• _Task statement_:
Format every line from the one with "arm, one per instance" through the end of the records as a Markdown table with columns "Row" and "Text", omitting blank lines.

• _Information given_:
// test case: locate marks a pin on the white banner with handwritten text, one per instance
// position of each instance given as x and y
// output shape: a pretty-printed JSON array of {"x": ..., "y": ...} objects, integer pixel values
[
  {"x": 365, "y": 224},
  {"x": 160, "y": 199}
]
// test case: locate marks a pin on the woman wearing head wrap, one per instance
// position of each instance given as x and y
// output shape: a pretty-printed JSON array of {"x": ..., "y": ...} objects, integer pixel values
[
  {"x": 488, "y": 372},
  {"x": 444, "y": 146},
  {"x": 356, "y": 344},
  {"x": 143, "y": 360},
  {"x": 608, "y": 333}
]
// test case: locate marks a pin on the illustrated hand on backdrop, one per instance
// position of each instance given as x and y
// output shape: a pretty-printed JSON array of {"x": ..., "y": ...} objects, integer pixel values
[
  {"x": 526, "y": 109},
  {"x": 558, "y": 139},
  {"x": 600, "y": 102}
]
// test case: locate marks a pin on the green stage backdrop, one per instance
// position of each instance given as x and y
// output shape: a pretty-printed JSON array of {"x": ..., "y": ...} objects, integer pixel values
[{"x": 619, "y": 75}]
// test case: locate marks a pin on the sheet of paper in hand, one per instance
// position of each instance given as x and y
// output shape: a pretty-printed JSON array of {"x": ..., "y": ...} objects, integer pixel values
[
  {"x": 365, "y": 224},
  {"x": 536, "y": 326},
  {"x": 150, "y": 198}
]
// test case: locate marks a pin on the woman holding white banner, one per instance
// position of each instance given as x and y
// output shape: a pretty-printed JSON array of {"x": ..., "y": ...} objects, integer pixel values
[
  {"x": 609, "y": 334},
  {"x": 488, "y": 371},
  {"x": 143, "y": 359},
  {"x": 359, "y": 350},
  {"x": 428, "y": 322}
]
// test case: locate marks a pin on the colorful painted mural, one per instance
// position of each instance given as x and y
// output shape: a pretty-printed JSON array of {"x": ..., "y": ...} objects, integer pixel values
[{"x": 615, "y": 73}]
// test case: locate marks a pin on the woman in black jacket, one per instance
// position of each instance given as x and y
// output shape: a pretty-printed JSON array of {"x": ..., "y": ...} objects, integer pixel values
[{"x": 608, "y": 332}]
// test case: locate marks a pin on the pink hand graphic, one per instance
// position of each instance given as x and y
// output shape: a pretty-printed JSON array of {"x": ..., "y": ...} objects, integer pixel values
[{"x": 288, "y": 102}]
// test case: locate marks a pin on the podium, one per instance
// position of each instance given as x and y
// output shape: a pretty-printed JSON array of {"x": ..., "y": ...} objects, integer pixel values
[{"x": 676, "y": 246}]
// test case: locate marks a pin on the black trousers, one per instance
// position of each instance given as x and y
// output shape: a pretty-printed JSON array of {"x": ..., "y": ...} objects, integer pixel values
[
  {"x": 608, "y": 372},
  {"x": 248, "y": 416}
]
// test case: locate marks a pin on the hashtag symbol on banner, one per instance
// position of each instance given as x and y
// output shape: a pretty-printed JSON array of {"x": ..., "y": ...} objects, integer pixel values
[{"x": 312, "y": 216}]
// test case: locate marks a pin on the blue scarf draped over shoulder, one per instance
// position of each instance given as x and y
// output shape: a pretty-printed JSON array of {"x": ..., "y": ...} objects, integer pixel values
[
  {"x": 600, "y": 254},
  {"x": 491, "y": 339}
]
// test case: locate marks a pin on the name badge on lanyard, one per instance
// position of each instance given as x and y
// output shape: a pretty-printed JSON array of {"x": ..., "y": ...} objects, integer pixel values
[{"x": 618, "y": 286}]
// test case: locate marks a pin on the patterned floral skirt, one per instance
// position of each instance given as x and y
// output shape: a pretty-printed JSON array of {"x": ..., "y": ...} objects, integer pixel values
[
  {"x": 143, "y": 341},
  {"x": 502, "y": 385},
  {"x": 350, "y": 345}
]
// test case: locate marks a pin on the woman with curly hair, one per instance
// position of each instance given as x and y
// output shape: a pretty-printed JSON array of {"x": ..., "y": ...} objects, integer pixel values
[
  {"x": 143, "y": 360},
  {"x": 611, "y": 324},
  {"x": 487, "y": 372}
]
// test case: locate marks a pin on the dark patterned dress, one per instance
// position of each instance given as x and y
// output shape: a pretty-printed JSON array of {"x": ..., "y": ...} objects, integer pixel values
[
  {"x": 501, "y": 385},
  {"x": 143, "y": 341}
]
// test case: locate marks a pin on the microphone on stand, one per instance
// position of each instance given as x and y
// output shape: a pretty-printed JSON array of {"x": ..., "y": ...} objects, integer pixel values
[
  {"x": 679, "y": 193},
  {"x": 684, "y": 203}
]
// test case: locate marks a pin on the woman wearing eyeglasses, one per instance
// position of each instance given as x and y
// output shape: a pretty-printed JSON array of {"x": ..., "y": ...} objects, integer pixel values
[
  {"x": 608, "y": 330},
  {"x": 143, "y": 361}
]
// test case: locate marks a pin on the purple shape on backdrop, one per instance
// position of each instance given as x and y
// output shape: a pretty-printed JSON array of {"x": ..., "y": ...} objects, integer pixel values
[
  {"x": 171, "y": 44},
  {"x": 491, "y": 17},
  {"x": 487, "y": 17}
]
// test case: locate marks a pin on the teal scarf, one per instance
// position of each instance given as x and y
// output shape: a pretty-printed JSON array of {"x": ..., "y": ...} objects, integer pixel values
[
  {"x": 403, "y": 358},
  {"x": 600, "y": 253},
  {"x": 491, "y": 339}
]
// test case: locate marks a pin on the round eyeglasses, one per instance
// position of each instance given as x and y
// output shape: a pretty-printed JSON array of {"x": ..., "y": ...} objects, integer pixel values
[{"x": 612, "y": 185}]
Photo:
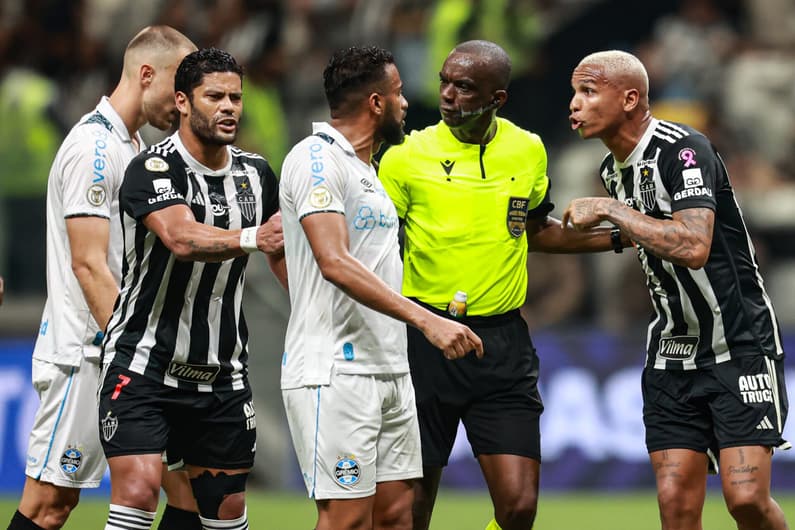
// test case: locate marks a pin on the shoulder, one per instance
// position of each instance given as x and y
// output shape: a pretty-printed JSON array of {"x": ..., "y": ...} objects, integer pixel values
[{"x": 161, "y": 159}]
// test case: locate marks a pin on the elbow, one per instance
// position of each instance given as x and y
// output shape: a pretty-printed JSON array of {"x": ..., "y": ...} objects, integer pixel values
[{"x": 696, "y": 260}]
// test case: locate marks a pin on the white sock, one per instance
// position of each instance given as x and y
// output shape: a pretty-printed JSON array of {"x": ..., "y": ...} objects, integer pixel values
[
  {"x": 241, "y": 523},
  {"x": 126, "y": 518}
]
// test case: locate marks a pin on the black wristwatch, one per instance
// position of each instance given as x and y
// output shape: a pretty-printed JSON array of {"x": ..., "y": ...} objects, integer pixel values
[{"x": 615, "y": 240}]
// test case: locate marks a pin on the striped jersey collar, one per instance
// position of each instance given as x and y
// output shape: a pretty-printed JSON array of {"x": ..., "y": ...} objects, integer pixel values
[
  {"x": 109, "y": 113},
  {"x": 637, "y": 153},
  {"x": 197, "y": 166}
]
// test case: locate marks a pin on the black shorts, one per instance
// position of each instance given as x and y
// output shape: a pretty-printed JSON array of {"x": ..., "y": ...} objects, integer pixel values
[
  {"x": 496, "y": 397},
  {"x": 138, "y": 415},
  {"x": 736, "y": 403}
]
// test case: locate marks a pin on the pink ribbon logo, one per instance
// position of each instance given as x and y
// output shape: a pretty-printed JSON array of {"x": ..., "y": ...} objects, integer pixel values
[{"x": 688, "y": 156}]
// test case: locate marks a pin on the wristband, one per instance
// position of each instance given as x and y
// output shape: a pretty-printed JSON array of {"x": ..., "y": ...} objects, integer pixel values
[
  {"x": 615, "y": 240},
  {"x": 248, "y": 239}
]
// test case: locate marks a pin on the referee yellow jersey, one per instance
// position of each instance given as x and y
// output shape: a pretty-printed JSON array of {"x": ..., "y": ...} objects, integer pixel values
[{"x": 465, "y": 207}]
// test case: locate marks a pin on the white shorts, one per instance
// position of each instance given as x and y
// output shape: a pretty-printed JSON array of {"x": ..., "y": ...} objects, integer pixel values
[
  {"x": 64, "y": 447},
  {"x": 353, "y": 433}
]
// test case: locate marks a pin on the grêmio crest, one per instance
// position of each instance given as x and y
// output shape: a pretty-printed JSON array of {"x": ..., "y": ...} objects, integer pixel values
[{"x": 517, "y": 215}]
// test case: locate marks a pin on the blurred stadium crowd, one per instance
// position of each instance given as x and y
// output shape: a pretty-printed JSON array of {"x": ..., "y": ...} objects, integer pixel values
[{"x": 724, "y": 66}]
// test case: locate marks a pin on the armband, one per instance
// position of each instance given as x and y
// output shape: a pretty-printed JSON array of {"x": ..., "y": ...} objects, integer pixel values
[
  {"x": 248, "y": 239},
  {"x": 615, "y": 240}
]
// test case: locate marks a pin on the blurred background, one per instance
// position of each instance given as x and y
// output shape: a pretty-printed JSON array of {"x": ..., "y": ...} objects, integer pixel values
[{"x": 726, "y": 67}]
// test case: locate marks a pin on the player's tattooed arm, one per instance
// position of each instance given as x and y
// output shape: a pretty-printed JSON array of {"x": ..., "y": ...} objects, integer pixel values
[{"x": 684, "y": 240}]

• _Task answer_:
| Row | Text |
|---|---|
| 1 | // test case: locate marks a pin on the player's tattooed arm, one per instance |
| 2 | // position of each instance given as x and y |
| 3 | // output shape: a pretty-printed JSON array of {"x": ..., "y": ...} objects, integer pixel values |
| 4 | [{"x": 684, "y": 240}] |